REQUIREMENTS — Copy every entry word for word, but skip the pictures.

[Dataset excerpts on object pointing]
--

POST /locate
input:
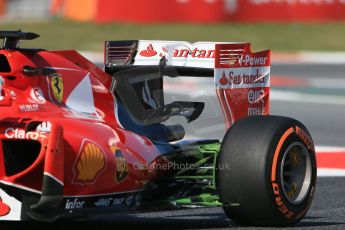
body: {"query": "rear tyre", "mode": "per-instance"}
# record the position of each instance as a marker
(266, 171)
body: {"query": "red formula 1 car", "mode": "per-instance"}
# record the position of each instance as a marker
(75, 139)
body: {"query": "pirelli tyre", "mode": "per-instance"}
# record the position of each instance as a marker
(266, 171)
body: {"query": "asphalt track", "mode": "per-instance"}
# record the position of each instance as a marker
(316, 97)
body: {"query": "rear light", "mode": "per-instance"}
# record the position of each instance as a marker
(119, 52)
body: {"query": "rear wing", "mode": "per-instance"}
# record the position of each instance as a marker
(241, 77)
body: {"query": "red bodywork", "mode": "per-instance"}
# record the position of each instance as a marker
(79, 151)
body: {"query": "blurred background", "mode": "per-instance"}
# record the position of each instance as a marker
(306, 38)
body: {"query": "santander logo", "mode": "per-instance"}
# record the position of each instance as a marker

--

CORRECT RESULT —
POST /locate
input:
body: {"query": "rear tyre", "mode": "per-instance"}
# record the position of each instance as a marker
(266, 171)
body: {"query": "red formula 1 car", "mode": "per-instance"}
# record the position of each instance as a marker
(75, 139)
body: {"query": "pirelli tyre", "mode": "per-instance"}
# record the position of each instance as a marker
(266, 171)
body: {"query": "asphalt track", "mode": "per-instance"}
# record the position of each instance as a marker
(316, 97)
body: {"query": "rear light", "mode": "per-instance"}
# record the position of each instance as a marker
(119, 52)
body: {"query": "rear wing", "mode": "per-instance"}
# record the position of each instance as a marker
(241, 77)
body: {"query": "red bodywork", "mode": "per-instance"}
# record the position of each instance as a marker
(79, 151)
body: {"query": "blurred background", "mode": "per-instance"}
# record the position of each instance as a marker
(306, 38)
body: {"query": "santander logo", "mode": "per-instance"}
# record the position of each instance as a marker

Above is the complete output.